一気に

読み終えちゃったよ仮面の告白。なんでわたし三島作品の中でもこれをいちばんに選んでしまったんだろう…。全然知らなかったよ、これ半自叙伝なんですね。でもよかったような気もする、「こういうひとなんだ」って分かってて読めるし。

かかる状態にあって、私は正しく、「人生に希望をもって」いた!

なんて文章が来たら「うっわあああ来るぞ来るぞおおおこの世の最悪の結末が!!」って思うじゃないですか。そんな感じで超前のめりになって(←この「超」の使い方ダメですよね…読んでて思い知った)読み進めるわけですよ。「へえ、そうなるんですか。それでそれで?おおっこれはもう破滅への……あれ?ああそう、そうなの…ん?んん?って、え、ここで終わり、、、」みたいな(笑)。でもこの「、、、」っていう0.5秒くらいの間で、「…これがある意味いちばん残酷な結末なのかもねえ」って思ってしまう。で、これは自叙伝なので、この先33歳で結婚して45歳で自決するってとこまでわかってるわけで。そう思うと、なんか「抗えないもの」の存在を呆然と感じてしまったり。
まあでも結末をドラマティックにしてしまったらこの小説の意味はないし、それは「嘘を真実にするフィクション」じゃなくてただのフィクションだしね。ああ、「嘘を真実にするフィクション」ってもうそれつまり小説ってことだよね。ここがわかってなかったからわたしはフィクションを毛嫌いしてエッセイばかり読んでいたんだよなあ。そのくせドキュメンタリーとかは嘘ばっかりだから嫌だとか言って。だったら元々わかっててやってる嘘のがよっぽど真実だっていうのに。


話がずれました。
うーん、本文よりもあとがきの方が書き残しておきたい感じがしたな。

どんな人間にもおのおののドラマがあり、人に言えぬ秘密があり、それぞれの特殊事情がある、と大人は考えるが、青年は自分の特殊事情を世界における唯一例のように考える。ふつう、こういう考えは詩を書くのにはふさわしいが、小説を書くのには適しない。『仮面の告白』は、それを強引に、小説という形でやろうとしたのである」(『私の遍歴時代』)

自分は特別だと思うのが青年時代。この辺は「ぼくは勉強ができない」でもあったな。

無邪気そうな悪党、子供のようでいながら大人、芸術家の才能を持った常識人、模造品をつくる詐欺師。だが芸術家とは才能以外のなにものでもない、芸術家とはつまり詐欺師のことではないか、といわれれば、まさにそのとおり―――現代にとっては苦しまぎれのこの逆説を、逆説でなくした人間、あるいはみずから逆説的存在になることによってそれを逆説ではなくそうとしている人間、それが三島由紀夫だ。
(略)
すべての芸術は仮面の告白である。それをことさらこの作品に『仮面の告白』と題せずにはいられなかったのか。理由はおそらくこうであろう―三島由紀夫の若い豊かな才能は仮面を仮面と自覚せずに、ただ「扮装慾」の興味にかられ、「演技」の慾求にひきずりまわされて、仮面そのものをもてあそんできた結果、長ずるにおよんでそれがようやく素面にくいこんできたからではなかろうか。そこに――いいかえれば、仮面をかぶろうとする要求そのものに――三島由紀夫は素面の自己を発見せずにいられなかったのだ。

**作業内容:** 仮面の告白の感想を書いた本文の最後の段落から、三島由紀夫がこの作品を『仮面の告白』と題せずにいられなかった理由を読み取り、一〜三文で説明せよ。 ここでは記録を使わない。

**記録一覧:**
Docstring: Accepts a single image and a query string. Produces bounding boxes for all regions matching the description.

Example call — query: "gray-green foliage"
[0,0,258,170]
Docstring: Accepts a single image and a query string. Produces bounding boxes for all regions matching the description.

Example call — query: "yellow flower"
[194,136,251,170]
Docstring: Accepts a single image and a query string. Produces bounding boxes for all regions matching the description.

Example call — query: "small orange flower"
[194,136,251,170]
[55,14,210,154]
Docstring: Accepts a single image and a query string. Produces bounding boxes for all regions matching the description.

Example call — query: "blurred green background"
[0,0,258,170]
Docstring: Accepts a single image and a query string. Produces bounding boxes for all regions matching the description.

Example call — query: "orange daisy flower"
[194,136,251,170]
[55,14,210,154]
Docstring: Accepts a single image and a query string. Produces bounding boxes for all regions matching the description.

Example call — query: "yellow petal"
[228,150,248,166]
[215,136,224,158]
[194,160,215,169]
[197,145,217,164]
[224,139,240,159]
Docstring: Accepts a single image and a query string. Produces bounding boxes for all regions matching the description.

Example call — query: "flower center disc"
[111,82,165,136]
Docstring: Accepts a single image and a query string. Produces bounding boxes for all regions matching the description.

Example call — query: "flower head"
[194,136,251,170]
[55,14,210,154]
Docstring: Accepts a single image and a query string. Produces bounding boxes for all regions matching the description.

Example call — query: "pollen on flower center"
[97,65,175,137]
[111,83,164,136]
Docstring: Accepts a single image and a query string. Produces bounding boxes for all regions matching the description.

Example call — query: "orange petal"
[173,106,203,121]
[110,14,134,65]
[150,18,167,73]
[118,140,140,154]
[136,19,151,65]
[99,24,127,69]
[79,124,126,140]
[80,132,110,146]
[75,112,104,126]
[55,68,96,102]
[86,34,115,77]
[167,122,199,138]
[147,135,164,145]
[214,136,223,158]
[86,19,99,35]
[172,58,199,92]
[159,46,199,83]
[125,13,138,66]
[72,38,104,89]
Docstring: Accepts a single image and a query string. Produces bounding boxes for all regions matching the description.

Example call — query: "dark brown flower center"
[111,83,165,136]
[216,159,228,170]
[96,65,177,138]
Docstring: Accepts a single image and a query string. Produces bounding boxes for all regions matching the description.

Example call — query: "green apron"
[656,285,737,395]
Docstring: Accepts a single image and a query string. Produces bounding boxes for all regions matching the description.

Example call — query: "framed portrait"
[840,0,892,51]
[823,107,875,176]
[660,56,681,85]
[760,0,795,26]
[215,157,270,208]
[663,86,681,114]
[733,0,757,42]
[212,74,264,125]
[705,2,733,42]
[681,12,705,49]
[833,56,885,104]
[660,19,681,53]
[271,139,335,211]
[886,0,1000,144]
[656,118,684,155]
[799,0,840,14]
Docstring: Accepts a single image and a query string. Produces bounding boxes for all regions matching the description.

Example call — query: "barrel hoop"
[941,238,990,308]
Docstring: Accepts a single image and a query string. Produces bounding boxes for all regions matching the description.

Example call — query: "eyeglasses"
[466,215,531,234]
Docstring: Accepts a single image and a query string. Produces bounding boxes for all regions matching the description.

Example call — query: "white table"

**解答:** 若く豊かな才能を持つ三島由紀夫は、仮面を仮面と自覚しないまま「扮装慾」の興味にかられ、「演技」の慾求にひきずりまわされて仮面そのものをもてあそんできた。その結果、成長するにつれて仮面がようやく素面にくいこんできたからだと推測されている。そのため彼は、仮面をかぶろうとする要求そのものに素面の自己を発見せずにいられなかったのである。